Segment Start: EXTRACTED TEXT

~ written by Connie Dunmyer
There’s a verse that the Lord keeps driving me towards. I’m sure you’ve read it in my previous blogs:
"So we fix our eyes not on what is seen, but on what is unseen, since what is seen is temporary, but what is unseen is eternal" – 2 Corinthians 4:18
This verse refers to our spirits and what we focus on while undergoing trials and problems. However, having just gone through eye surgery, I am learning there is a physical aspect to this verse as well. And as He so often does, God is using the physical to remind me, to encourage me, and to teach me in my spiritual world – in my relationship with Him.
After surgery, my eyes will still not “work together”. In fact, it may take weeks or months to improve. Everything on the left is blurry. The right eye cannot compensate. It creates headaches, dizziness and even some nausea.
This is not unlike what happens when I tend to “fix our eyes” on the problem, rather than on Jesus. Or perhaps I am fixing my gaze upon sin – things I know to be wrong, but I enjoy it. So then I try to go back and forth – turning from the problem or the sin back to Jesus and then back to the problem again. Back and forth I go. And I get dizzy. My head hurts. There have been times it has made me sick to my stomach. And then I complain that I cannot discern what Jesus is telling me, as though it was His fault, rather than my own for putting my focus on the wrong thing – on ANYthing that is not Jesus.

Segment End: EXTRACTED TEXT
Segment Start: GIVEN RECORDS

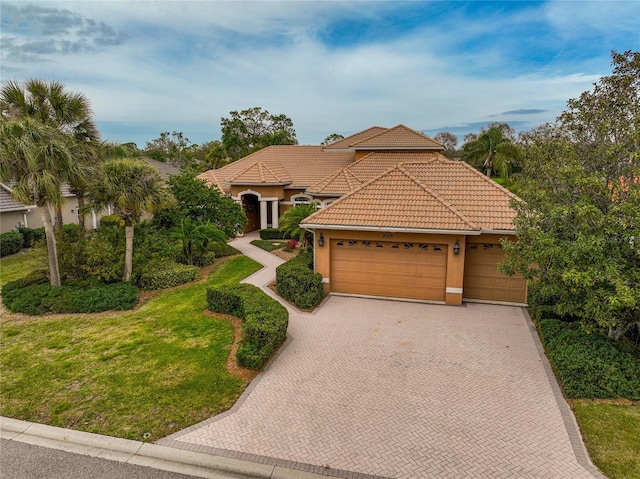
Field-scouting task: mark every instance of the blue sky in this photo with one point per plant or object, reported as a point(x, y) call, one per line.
point(331, 66)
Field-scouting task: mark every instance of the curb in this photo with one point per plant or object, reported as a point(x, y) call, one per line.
point(143, 453)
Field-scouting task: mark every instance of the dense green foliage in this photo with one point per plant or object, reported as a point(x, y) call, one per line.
point(589, 365)
point(264, 321)
point(201, 204)
point(296, 282)
point(251, 130)
point(272, 233)
point(34, 296)
point(165, 274)
point(10, 243)
point(578, 223)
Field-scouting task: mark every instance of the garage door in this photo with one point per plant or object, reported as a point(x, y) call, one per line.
point(393, 269)
point(482, 280)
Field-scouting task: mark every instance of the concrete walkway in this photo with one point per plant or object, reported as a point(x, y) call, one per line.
point(373, 388)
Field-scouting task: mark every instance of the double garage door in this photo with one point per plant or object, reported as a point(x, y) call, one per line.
point(419, 271)
point(386, 268)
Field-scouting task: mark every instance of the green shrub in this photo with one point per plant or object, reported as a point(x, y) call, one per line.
point(35, 296)
point(589, 365)
point(272, 233)
point(10, 243)
point(296, 282)
point(264, 321)
point(161, 275)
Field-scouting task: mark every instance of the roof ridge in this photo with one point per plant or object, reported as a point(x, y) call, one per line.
point(452, 208)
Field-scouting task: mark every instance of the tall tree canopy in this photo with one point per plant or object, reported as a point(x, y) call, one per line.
point(492, 150)
point(578, 223)
point(132, 187)
point(250, 130)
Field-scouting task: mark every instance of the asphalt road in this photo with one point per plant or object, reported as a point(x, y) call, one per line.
point(24, 461)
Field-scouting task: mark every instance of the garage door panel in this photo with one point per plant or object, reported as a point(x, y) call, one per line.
point(483, 280)
point(394, 269)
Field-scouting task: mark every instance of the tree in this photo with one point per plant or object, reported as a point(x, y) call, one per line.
point(449, 140)
point(172, 148)
point(197, 237)
point(37, 157)
point(578, 223)
point(201, 204)
point(492, 149)
point(291, 219)
point(332, 138)
point(132, 187)
point(253, 129)
point(70, 113)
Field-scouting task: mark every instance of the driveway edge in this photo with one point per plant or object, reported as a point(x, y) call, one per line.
point(570, 423)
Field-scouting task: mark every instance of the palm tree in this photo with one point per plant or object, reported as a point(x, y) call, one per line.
point(291, 219)
point(38, 159)
point(132, 187)
point(491, 150)
point(70, 113)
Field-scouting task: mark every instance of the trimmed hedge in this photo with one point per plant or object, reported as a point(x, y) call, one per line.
point(264, 321)
point(167, 274)
point(589, 365)
point(296, 282)
point(272, 233)
point(10, 243)
point(34, 295)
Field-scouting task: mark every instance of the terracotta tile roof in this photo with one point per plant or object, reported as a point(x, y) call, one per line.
point(260, 173)
point(436, 195)
point(366, 169)
point(355, 138)
point(304, 165)
point(398, 137)
point(394, 200)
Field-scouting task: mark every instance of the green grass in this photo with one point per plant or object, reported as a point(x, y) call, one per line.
point(611, 432)
point(269, 245)
point(152, 371)
point(20, 264)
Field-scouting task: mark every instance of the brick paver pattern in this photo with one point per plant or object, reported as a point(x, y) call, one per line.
point(403, 390)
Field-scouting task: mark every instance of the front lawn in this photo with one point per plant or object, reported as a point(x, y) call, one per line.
point(611, 432)
point(141, 374)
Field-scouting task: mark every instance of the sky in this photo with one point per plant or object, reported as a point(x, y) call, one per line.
point(330, 66)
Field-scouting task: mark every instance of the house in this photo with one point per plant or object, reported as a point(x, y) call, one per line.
point(396, 218)
point(14, 214)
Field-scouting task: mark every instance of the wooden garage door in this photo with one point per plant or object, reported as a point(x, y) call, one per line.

Segment End: GIVEN RECORDS

- USING THE INFORMATION
a - In the blog post about eye surgery and faith, what physical symptoms does the writer get because her eyes do not work together?
b - According to the verse quoted in the blog post about eye surgery and faith, why should we fix our eyes on what is unseen rather than on what is seen?
c - Pick up the blog post about eye surgery and spiritual focus after its last sentence and continue it.
The records have no connection to the blog post.

- RESULTS IN ORDER
a - Headaches, dizziness and even some nausea.

b - The verse says we fix our eyes on what is unseen because what is seen is temporary and what is unseen is eternal.

c -
The day before surgery I was pretty nervous. I told Jesus I really needed some peace. And He sent me to Psalm 139:1-4. Below is my prayer and conversation with Jesus regarding my need. But it’s also anyone’s prayer who may be going through a “dark place” or a “dizzy time” in spiritual vision.
Psalm 139:1-4
1 O Lord, You have searched me and you know me.
2 You know when I sit and when I rise; you perceive my thoughts from afar.
3 You discern my going out and my lying down; you are familiar with all my ways.
4 Before a word is on my tongue you know it completely, O Lord.
Lord, You know me inside and out and You know all my fears and trepidations.
You know when I sit and rise. And even though it hasn’t happened yet – You are there. In my future. Already at my surgery – already preparing the surgeon and others. You have prepared my eye. You are holding me close. I am nervous. The idea of being awake is scary. Real scary. Help me with this.
You are in my future – already there where I’m going to have to sit and lay face down for 3 days and nights. You already know my thoughts and how it’s going to affect me.
You discern my lying down. You’re already there. You know if I’m going to be able to sleep or not. If I’ll be in pain or not. You don’t come at these things from a defensive posture (like after the fact). Rather, You are already working on those things for me. And so I am going to trust that You will help me sleep. AND that You will help me lay on my sides, not my back, when that time comes as well.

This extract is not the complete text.